___ Task material ___
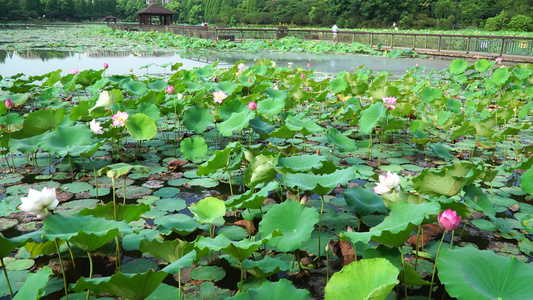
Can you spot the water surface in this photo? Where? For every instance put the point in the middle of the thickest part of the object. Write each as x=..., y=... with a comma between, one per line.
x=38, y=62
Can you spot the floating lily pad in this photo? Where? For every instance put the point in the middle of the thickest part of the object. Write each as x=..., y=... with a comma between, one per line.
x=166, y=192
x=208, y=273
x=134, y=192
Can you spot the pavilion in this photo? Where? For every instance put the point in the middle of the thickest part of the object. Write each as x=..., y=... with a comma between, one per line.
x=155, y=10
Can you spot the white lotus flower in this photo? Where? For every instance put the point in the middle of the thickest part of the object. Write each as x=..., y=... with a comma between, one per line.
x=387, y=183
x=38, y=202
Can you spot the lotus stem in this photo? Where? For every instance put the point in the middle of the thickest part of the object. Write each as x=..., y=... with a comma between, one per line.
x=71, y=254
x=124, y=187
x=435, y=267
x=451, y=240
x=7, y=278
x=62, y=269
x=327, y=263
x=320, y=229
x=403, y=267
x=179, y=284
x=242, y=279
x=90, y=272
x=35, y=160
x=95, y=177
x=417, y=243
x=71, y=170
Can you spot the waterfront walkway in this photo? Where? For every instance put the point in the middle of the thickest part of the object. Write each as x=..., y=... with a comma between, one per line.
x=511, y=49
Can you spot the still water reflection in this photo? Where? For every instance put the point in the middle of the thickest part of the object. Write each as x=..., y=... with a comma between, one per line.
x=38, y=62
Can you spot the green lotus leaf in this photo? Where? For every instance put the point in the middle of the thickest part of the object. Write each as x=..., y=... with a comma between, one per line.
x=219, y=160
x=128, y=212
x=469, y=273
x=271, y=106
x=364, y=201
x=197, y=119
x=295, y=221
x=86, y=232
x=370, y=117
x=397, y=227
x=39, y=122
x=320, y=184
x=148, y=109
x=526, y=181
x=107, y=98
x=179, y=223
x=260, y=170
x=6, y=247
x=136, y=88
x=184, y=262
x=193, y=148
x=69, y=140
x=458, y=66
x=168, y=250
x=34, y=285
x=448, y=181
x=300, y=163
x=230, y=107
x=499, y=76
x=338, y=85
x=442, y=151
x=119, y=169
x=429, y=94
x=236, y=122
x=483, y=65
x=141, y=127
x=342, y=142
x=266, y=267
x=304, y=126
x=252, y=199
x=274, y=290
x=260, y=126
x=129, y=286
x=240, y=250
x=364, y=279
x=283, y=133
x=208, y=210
___
→ **Aim of the task**: The entries above are to be printed again word for word, with every picture removed.

→ **The answer**:
Can you spot the water surface in this photo? Where? For every instance put the point in the middle of the thickest part of the object. Write each as x=..., y=... with a comma between, one per line.
x=38, y=62
Can you spot the floating lily pad in this photo? Where? For every instance put the point in the middle of the thickest part of the object. Write each as x=..., y=... with a comma between, one per line.
x=166, y=192
x=208, y=273
x=134, y=192
Can you spot the pavilion in this photo? Where? For every instance put the point in the middle of the thickest part of the object. Write each as x=..., y=... with a comma between, one per line.
x=155, y=10
Can you spot the white lotus flower in this photo? Where? For every instance put the point in the middle of the thickest part of the object. Write each as x=..., y=... with a comma between, one per line.
x=387, y=183
x=38, y=202
Can you spot the lotus stem in this photo? Where? For every instance put the point in the middle of the thickest part of the object. Write each as x=..., y=... with a comma between, one per line.
x=71, y=254
x=124, y=187
x=435, y=267
x=451, y=240
x=7, y=278
x=62, y=269
x=327, y=263
x=320, y=229
x=403, y=267
x=179, y=284
x=242, y=279
x=90, y=272
x=35, y=160
x=95, y=177
x=417, y=243
x=71, y=170
Can you spot the waterfront walkway in this photo? Where? For every instance put the point in the middle of the thickest part of the object. Write each as x=..., y=... with a comma between, one per line.
x=511, y=49
Can you spot the still water reflection in this photo? Where? For every instance put the point in the middle of the thickest part of the object. Write each as x=..., y=... with a comma between, one per line.
x=38, y=62
Can you spot the green lotus leaf in this photo? Where? For every instance put the point in the middle of the thickest part of the object. Write each as x=..., y=... with a comma between, one per line.
x=219, y=160
x=128, y=212
x=469, y=273
x=271, y=106
x=364, y=201
x=197, y=119
x=295, y=221
x=86, y=232
x=370, y=117
x=397, y=227
x=39, y=122
x=320, y=184
x=148, y=109
x=526, y=181
x=107, y=98
x=179, y=223
x=260, y=170
x=6, y=247
x=136, y=88
x=184, y=262
x=193, y=148
x=69, y=140
x=458, y=66
x=168, y=250
x=34, y=285
x=448, y=181
x=300, y=163
x=230, y=107
x=499, y=76
x=338, y=85
x=442, y=151
x=119, y=169
x=429, y=94
x=236, y=122
x=483, y=65
x=141, y=127
x=342, y=142
x=266, y=267
x=304, y=126
x=252, y=199
x=274, y=290
x=260, y=126
x=129, y=286
x=240, y=250
x=364, y=279
x=283, y=133
x=208, y=210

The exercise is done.